DOCUMENT EXCERPT —

=== Begin Enclosure ===

Bartholomew Beal

Bartholomew Beal (1989-2019) was a successful figurative painter who relished being in his studio. He died tragically young of a brain tumour, but rarely let the diagnosis of his condition dim his zest for life or his enthusiasm for his craft. Graduating from Art College in an age when conceptual art was in vogue, Bartholomew (known to friends and family as Barley) was determined to keep the human figure in the forefront of his colourful paintings. Although he experimented with abstraction in some early works and often chose not to anchor his subjects in a specific time or  location, it was the expressive nature of the human face or form which interested him. His paintings are exuberantly colourful and layered, reflective of his cheerful, outgoing personality. In contrast, his central figures often convey an elusive sense of melancholy.

Barley's winning of the prestigious Jonathan Vickers Fine Art Award whilst still at College meant he spent the first year of his professional career on a joyous residency in Derby, which culminated in a large solo exhibition at Derby Art Gallery and Museum. During that time he was involved with a number of community projects, as well as teaching sessions at the university, but he immersed himself in the history and culture of the Derwent Valley as he worked towards his show. This area was well documented by English landscape and portrait painter, Joseph Wright of Derby (1734-1797). Although mindful of Joseph Wright's legacy and keen to honour it, Barley made the focus of his research working-class people of the industrial age, especially those memorialised in song and folklore. The final pieces were richly-varied, depicting bloodied boxers, clowns, vagrants, street hawkers and eccentric almost-forgotten characters from the past yet giving them a vivid, theatrical grandeur. His residency culminated in the show, ‘Saint Mondays and thereby hangs a tale’.

The commercial success of this show and others in London during the same year (2012) meant The Fine Art Society (FAS) offered him the opportunity to exhibit in their New Bond Street premises. He was the youngest person to have a solo show there since their founding in 1876. Always having had an interest in literature, especially drama and poetry, Barley enthusiastically set to work on a new group of paintings, drawing much of his inspiration from T.S.Eliot's The Waste Land, written in the desolate aftermath of The First World War. This resulted in a show, ‘A Heap of Broken Images’, that exhibited a complex series of dramatic images, some of which, characteristically moving away from his source material, reflected other influences both artistic and personal.

He was to go on to develop two more solo shows for the FAS. ‘This Great Stage of Fools’ built on his intimate knowledge of Shakespeare's King Lear to explore types of folly, blindness both physical and moral and the plight of those marginalised by society. The other, ‘Drive Out West’, drew on his reading of the great Irish poet Seamus Heaney and examined some aspects of a rural way of life against a backdrop of political conflict. It also celebrated a sense of renewal. His paintings always seem to burst with life: green shoots or large plant-like forms in unexpected places are part of his personal iconography. By 2016 he had met and fallen in love with young Irish playwright Erica Murray and her image became intertwined with his response to Heaney's love poetry.

=== End Enclosure ===

Collected data entries —
=== Begin Enclosure ===

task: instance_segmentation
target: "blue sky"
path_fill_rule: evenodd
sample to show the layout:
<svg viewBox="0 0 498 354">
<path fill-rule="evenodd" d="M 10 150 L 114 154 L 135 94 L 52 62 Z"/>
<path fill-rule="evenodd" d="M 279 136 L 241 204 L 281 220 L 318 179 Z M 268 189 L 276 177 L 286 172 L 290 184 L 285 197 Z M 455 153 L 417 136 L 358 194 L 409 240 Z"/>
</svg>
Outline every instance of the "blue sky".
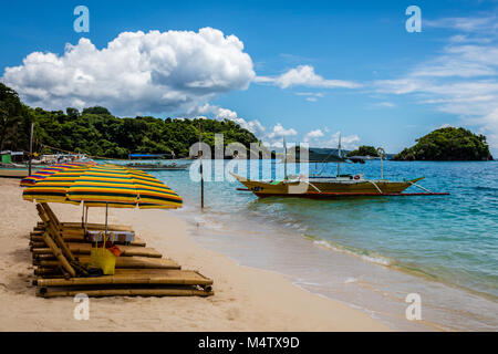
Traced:
<svg viewBox="0 0 498 354">
<path fill-rule="evenodd" d="M 90 10 L 89 33 L 73 30 L 79 4 Z M 412 4 L 422 10 L 419 33 L 405 29 Z M 276 145 L 286 135 L 335 146 L 341 132 L 346 147 L 390 153 L 443 125 L 465 126 L 487 135 L 498 155 L 496 1 L 28 1 L 2 8 L 1 80 L 30 105 L 227 117 Z M 151 30 L 158 34 L 146 35 Z M 144 35 L 116 40 L 138 31 Z M 221 40 L 211 40 L 216 33 Z M 101 53 L 112 41 L 120 49 Z M 66 43 L 76 46 L 73 55 Z"/>
</svg>

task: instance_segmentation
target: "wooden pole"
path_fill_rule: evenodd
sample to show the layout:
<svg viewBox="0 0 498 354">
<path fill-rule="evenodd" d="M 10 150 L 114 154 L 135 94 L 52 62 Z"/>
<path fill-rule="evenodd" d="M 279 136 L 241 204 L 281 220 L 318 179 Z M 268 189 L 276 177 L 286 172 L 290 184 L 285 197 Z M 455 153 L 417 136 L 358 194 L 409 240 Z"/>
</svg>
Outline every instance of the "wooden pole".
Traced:
<svg viewBox="0 0 498 354">
<path fill-rule="evenodd" d="M 287 143 L 283 137 L 283 179 L 287 179 Z"/>
<path fill-rule="evenodd" d="M 33 126 L 34 123 L 31 122 L 31 133 L 30 133 L 30 164 L 29 164 L 29 175 L 31 176 L 31 160 L 33 159 Z"/>
<path fill-rule="evenodd" d="M 201 150 L 201 143 L 203 143 L 203 136 L 200 131 L 200 122 L 199 122 L 199 170 L 200 170 L 200 209 L 204 209 L 204 174 L 203 174 L 203 150 Z"/>
</svg>

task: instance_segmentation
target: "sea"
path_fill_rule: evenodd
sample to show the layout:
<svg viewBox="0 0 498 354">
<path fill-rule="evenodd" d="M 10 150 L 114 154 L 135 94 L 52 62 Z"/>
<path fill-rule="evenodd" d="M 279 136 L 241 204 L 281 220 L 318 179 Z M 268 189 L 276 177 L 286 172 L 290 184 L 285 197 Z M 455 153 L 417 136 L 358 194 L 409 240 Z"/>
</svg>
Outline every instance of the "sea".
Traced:
<svg viewBox="0 0 498 354">
<path fill-rule="evenodd" d="M 203 210 L 197 168 L 152 173 L 184 198 L 172 212 L 203 247 L 279 272 L 394 330 L 498 331 L 498 162 L 385 160 L 384 178 L 425 177 L 418 185 L 449 195 L 333 200 L 259 199 L 227 178 L 230 162 L 204 164 Z M 255 168 L 276 176 L 283 164 L 248 167 L 248 176 Z M 307 168 L 338 171 L 335 164 Z M 381 162 L 341 164 L 341 174 L 360 173 L 380 178 Z"/>
</svg>

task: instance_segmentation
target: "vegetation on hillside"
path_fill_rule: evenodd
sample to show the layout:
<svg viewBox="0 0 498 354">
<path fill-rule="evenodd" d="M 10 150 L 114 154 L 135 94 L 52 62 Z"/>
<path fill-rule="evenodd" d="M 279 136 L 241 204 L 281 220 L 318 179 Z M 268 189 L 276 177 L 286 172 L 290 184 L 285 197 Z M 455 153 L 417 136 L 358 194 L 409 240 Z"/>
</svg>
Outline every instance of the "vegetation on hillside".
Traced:
<svg viewBox="0 0 498 354">
<path fill-rule="evenodd" d="M 351 156 L 372 156 L 372 157 L 378 157 L 377 149 L 373 146 L 362 145 L 357 149 L 349 152 L 346 154 L 346 157 Z"/>
<path fill-rule="evenodd" d="M 258 142 L 249 131 L 232 121 L 172 119 L 137 116 L 115 117 L 105 107 L 44 111 L 21 103 L 17 93 L 0 83 L 0 149 L 29 150 L 30 123 L 34 122 L 34 150 L 51 153 L 52 146 L 62 150 L 92 156 L 126 158 L 129 153 L 170 154 L 188 156 L 199 139 L 215 145 L 215 133 L 224 134 L 225 145 L 239 142 L 249 147 Z"/>
<path fill-rule="evenodd" d="M 489 160 L 492 159 L 486 136 L 465 128 L 436 129 L 417 144 L 394 156 L 395 160 Z"/>
</svg>

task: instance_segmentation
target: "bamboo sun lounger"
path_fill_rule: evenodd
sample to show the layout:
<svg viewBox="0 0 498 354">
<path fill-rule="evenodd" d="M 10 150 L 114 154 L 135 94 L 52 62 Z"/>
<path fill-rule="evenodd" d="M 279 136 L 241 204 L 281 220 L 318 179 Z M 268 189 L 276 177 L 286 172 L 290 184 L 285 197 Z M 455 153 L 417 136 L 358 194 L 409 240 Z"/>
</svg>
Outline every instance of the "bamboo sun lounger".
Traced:
<svg viewBox="0 0 498 354">
<path fill-rule="evenodd" d="M 124 257 L 116 258 L 113 275 L 82 277 L 82 269 L 90 264 L 87 254 L 92 244 L 74 240 L 66 243 L 63 230 L 70 227 L 61 228 L 65 223 L 59 222 L 46 204 L 37 205 L 37 209 L 43 226 L 38 227 L 37 232 L 41 235 L 32 236 L 31 242 L 35 237 L 40 243 L 37 246 L 43 246 L 32 247 L 33 264 L 38 266 L 34 270 L 38 279 L 33 284 L 40 296 L 73 296 L 82 292 L 89 296 L 214 294 L 212 280 L 196 271 L 180 270 L 176 262 L 163 259 L 155 249 L 137 246 L 118 246 Z M 76 258 L 75 254 L 83 256 Z"/>
</svg>

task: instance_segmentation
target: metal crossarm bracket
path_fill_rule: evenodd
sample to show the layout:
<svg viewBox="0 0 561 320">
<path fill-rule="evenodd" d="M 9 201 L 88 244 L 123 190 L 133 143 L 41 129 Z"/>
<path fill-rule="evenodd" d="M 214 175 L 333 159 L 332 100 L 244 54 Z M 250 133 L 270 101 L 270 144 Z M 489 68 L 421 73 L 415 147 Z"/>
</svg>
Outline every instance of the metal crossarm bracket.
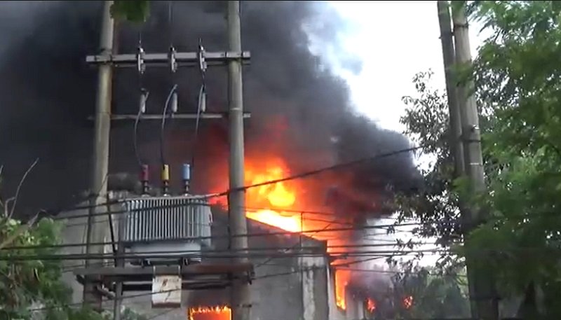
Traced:
<svg viewBox="0 0 561 320">
<path fill-rule="evenodd" d="M 231 60 L 241 60 L 248 64 L 251 55 L 249 51 L 202 53 L 204 61 L 208 65 L 224 64 Z M 178 67 L 197 66 L 201 61 L 199 53 L 175 53 L 175 60 Z M 169 53 L 144 53 L 143 62 L 151 67 L 169 67 Z M 138 67 L 137 54 L 88 55 L 86 62 L 90 64 L 111 63 L 118 67 Z"/>
<path fill-rule="evenodd" d="M 170 116 L 170 118 L 173 118 L 174 120 L 195 120 L 197 118 L 197 116 L 201 118 L 201 119 L 222 119 L 226 118 L 228 117 L 227 113 L 201 113 L 197 115 L 196 113 L 175 113 Z M 144 114 L 142 115 L 142 120 L 161 120 L 163 116 L 161 114 Z M 135 120 L 137 118 L 137 115 L 135 114 L 112 114 L 111 115 L 111 120 Z M 243 118 L 251 118 L 251 113 L 250 112 L 244 112 L 243 113 Z M 93 120 L 94 117 L 90 116 L 88 117 L 88 120 Z"/>
</svg>

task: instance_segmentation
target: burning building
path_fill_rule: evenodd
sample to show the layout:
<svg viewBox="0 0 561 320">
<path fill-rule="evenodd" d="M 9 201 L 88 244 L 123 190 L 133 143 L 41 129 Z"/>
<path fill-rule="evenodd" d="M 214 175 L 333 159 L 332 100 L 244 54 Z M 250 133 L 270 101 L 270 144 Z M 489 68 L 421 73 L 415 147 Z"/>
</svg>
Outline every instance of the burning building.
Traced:
<svg viewBox="0 0 561 320">
<path fill-rule="evenodd" d="M 224 251 L 228 247 L 227 216 L 219 208 L 214 211 L 212 250 Z M 86 218 L 72 217 L 85 213 L 84 210 L 67 213 L 67 244 L 82 242 Z M 248 238 L 250 260 L 255 267 L 250 286 L 252 319 L 354 319 L 358 312 L 363 314 L 363 310 L 358 311 L 363 307 L 363 297 L 346 291 L 347 283 L 337 277 L 339 272 L 330 265 L 333 257 L 327 253 L 326 241 L 297 232 L 287 232 L 251 218 L 248 233 L 256 235 Z M 83 252 L 81 246 L 64 249 L 67 254 Z M 107 263 L 112 261 L 108 258 Z M 74 302 L 78 303 L 81 301 L 82 287 L 72 272 L 76 264 L 80 265 L 76 260 L 67 263 L 69 272 L 65 279 L 74 289 Z M 123 305 L 154 319 L 229 319 L 228 288 L 184 291 L 182 297 L 181 307 L 162 310 L 151 307 L 150 292 L 131 292 L 125 295 Z M 111 301 L 107 303 L 110 308 Z M 163 311 L 165 316 L 158 317 Z"/>
</svg>

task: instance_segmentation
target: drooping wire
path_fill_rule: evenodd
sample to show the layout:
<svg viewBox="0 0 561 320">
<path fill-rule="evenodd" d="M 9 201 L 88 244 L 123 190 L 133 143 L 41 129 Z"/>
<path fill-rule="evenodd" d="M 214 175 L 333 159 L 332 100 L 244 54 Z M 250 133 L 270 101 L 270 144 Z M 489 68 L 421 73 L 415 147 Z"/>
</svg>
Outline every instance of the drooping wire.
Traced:
<svg viewBox="0 0 561 320">
<path fill-rule="evenodd" d="M 170 25 L 170 46 L 173 48 L 173 1 L 168 1 L 168 23 Z"/>
<path fill-rule="evenodd" d="M 168 118 L 168 107 L 170 105 L 170 101 L 172 99 L 172 96 L 177 90 L 177 85 L 174 85 L 172 87 L 171 90 L 170 90 L 170 93 L 168 95 L 168 99 L 165 99 L 165 104 L 163 106 L 163 112 L 162 113 L 162 123 L 161 123 L 161 130 L 160 132 L 160 159 L 162 162 L 162 166 L 165 165 L 165 159 L 164 158 L 164 152 L 163 152 L 163 137 L 164 134 L 165 132 L 165 119 Z"/>
<path fill-rule="evenodd" d="M 147 92 L 144 88 L 141 88 L 140 94 L 141 94 L 140 99 L 143 99 L 144 103 L 146 104 L 146 100 L 148 99 L 148 96 L 150 95 L 150 92 Z M 142 102 L 140 103 L 142 104 Z M 142 169 L 142 167 L 144 165 L 144 163 L 140 158 L 140 155 L 138 152 L 138 123 L 140 122 L 140 118 L 142 118 L 142 113 L 144 113 L 144 111 L 145 110 L 142 110 L 142 106 L 139 106 L 138 113 L 137 113 L 136 119 L 135 120 L 134 137 L 133 140 L 135 147 L 135 155 L 136 155 L 136 160 L 138 162 L 138 165 L 140 166 L 141 169 Z"/>
<path fill-rule="evenodd" d="M 198 39 L 198 67 L 201 72 L 201 89 L 198 90 L 198 99 L 197 102 L 197 116 L 195 120 L 195 134 L 193 144 L 191 144 L 191 167 L 194 170 L 195 155 L 196 152 L 197 141 L 198 140 L 198 127 L 201 122 L 201 114 L 206 111 L 206 68 L 207 64 L 205 61 L 205 48 L 203 47 L 203 40 Z M 191 178 L 192 185 L 192 178 Z"/>
</svg>

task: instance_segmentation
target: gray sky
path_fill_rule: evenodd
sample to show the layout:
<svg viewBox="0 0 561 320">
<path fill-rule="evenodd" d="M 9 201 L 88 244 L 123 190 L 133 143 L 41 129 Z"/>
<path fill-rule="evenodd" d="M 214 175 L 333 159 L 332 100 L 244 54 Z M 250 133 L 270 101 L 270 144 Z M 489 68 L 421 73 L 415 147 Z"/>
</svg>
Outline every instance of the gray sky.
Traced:
<svg viewBox="0 0 561 320">
<path fill-rule="evenodd" d="M 327 57 L 330 64 L 348 82 L 360 113 L 383 127 L 403 131 L 401 97 L 414 94 L 413 76 L 431 69 L 435 88 L 445 86 L 436 1 L 328 2 L 347 20 L 343 48 L 362 60 L 363 69 L 353 74 Z M 471 27 L 475 55 L 482 38 L 479 28 Z"/>
<path fill-rule="evenodd" d="M 399 118 L 405 114 L 405 106 L 401 98 L 415 95 L 412 84 L 415 74 L 432 69 L 433 88 L 445 89 L 436 1 L 328 2 L 348 24 L 339 35 L 343 50 L 361 60 L 363 68 L 359 74 L 353 74 L 342 67 L 338 57 L 340 55 L 329 50 L 324 58 L 347 81 L 353 103 L 360 113 L 382 127 L 403 132 L 405 127 L 399 123 Z M 484 35 L 478 34 L 480 29 L 477 24 L 471 25 L 473 57 L 484 39 Z M 430 160 L 431 157 L 423 156 L 417 162 L 426 167 Z M 399 230 L 412 228 L 401 227 Z M 410 237 L 403 235 L 400 233 L 398 237 Z M 427 244 L 418 249 L 433 249 L 434 245 L 430 243 L 434 240 L 424 239 Z M 432 265 L 438 256 L 428 254 L 421 263 Z"/>
</svg>

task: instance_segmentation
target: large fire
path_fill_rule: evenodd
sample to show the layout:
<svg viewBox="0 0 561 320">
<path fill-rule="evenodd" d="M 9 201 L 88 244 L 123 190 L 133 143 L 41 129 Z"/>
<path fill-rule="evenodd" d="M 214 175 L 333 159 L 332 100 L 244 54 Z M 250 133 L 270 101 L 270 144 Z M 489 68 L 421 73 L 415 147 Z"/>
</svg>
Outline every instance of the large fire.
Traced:
<svg viewBox="0 0 561 320">
<path fill-rule="evenodd" d="M 196 307 L 189 309 L 189 320 L 231 320 L 229 307 Z"/>
<path fill-rule="evenodd" d="M 252 161 L 246 159 L 245 180 L 246 186 L 255 186 L 266 181 L 282 179 L 290 175 L 285 162 L 280 158 L 267 160 L 260 159 Z M 245 215 L 248 218 L 256 220 L 287 231 L 293 232 L 306 232 L 310 230 L 327 230 L 330 228 L 340 228 L 332 219 L 325 215 L 317 216 L 305 211 L 303 207 L 313 206 L 314 209 L 325 210 L 325 199 L 314 199 L 316 203 L 311 203 L 310 197 L 306 197 L 302 180 L 294 179 L 272 184 L 264 184 L 247 189 L 245 193 Z M 300 197 L 299 197 L 299 195 Z M 303 203 L 306 199 L 308 202 Z M 226 206 L 226 199 L 215 200 L 215 203 Z M 332 221 L 330 221 L 332 220 Z M 320 240 L 327 240 L 327 251 L 332 251 L 329 246 L 344 244 L 344 237 L 340 232 L 309 232 L 307 236 Z M 337 305 L 342 309 L 346 308 L 345 292 L 350 279 L 350 272 L 338 270 L 335 272 L 335 296 Z"/>
</svg>

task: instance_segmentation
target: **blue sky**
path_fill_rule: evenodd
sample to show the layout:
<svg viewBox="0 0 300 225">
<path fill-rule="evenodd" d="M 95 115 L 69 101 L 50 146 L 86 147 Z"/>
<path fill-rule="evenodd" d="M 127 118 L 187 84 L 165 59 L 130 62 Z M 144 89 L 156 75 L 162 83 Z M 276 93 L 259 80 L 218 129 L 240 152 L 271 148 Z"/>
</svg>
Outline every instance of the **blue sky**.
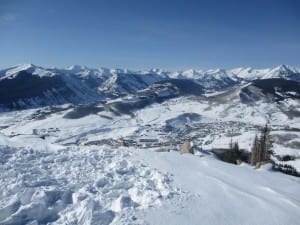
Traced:
<svg viewBox="0 0 300 225">
<path fill-rule="evenodd" d="M 0 68 L 300 66 L 298 0 L 0 0 Z"/>
</svg>

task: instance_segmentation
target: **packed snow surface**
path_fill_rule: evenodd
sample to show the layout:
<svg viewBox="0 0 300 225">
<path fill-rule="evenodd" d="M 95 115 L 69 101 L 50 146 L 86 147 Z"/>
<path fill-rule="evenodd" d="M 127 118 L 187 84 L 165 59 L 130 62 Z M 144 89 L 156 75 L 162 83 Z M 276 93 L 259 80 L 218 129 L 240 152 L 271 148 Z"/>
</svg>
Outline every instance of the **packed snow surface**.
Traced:
<svg viewBox="0 0 300 225">
<path fill-rule="evenodd" d="M 33 119 L 37 109 L 1 113 L 0 224 L 298 225 L 300 179 L 274 172 L 268 164 L 254 169 L 209 153 L 85 145 L 136 132 L 156 138 L 147 130 L 150 124 L 218 123 L 222 106 L 214 113 L 207 107 L 174 99 L 134 116 L 100 112 L 67 119 L 72 110 L 67 106 L 40 119 Z M 254 135 L 243 132 L 240 145 L 249 149 Z M 228 142 L 220 136 L 210 145 Z"/>
</svg>

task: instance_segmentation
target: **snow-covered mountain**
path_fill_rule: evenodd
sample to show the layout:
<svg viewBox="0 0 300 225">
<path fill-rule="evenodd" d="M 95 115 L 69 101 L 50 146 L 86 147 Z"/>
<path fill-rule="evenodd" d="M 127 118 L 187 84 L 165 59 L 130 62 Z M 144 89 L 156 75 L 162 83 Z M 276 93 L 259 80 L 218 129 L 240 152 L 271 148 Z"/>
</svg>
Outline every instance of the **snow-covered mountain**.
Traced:
<svg viewBox="0 0 300 225">
<path fill-rule="evenodd" d="M 2 70 L 0 224 L 298 224 L 298 80 L 288 66 Z M 273 165 L 255 168 L 265 124 Z M 241 164 L 213 154 L 232 142 Z"/>
<path fill-rule="evenodd" d="M 159 69 L 90 69 L 78 65 L 58 69 L 24 64 L 0 71 L 0 105 L 13 109 L 64 103 L 97 103 L 136 94 L 160 83 L 180 87 L 181 93 L 186 94 L 189 90 L 188 94 L 199 95 L 200 92 L 214 93 L 250 84 L 254 80 L 273 78 L 299 82 L 300 72 L 285 65 L 260 70 L 237 68 L 167 72 Z"/>
</svg>

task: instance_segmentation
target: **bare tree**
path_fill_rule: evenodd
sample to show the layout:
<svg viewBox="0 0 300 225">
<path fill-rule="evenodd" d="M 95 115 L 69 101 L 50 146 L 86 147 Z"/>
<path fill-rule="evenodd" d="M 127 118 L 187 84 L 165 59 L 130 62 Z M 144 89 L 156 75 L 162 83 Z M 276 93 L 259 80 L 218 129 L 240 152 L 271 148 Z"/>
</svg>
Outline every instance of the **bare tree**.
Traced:
<svg viewBox="0 0 300 225">
<path fill-rule="evenodd" d="M 251 165 L 268 161 L 270 147 L 270 129 L 266 125 L 261 131 L 260 138 L 257 135 L 254 138 L 251 149 Z"/>
</svg>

=== End Enclosure ===

PROBLEMS TO SOLVE —
1/ In the Bartholomew Beal biography, which award did Barley win while still at College?
2/ Render this sentence from the Bartholomew Beal biography in Spanish: "His paintings are exuberantly colourful and layered, reflective of his cheerful, outgoing personality."

TASK RESULTS —
1/ The Jonathan Vickers Fine Art Award.

2/ Sus cuadros son exuberantemente coloridos y construidos en capas, reflejo de su personalidad alegre y extrovertida.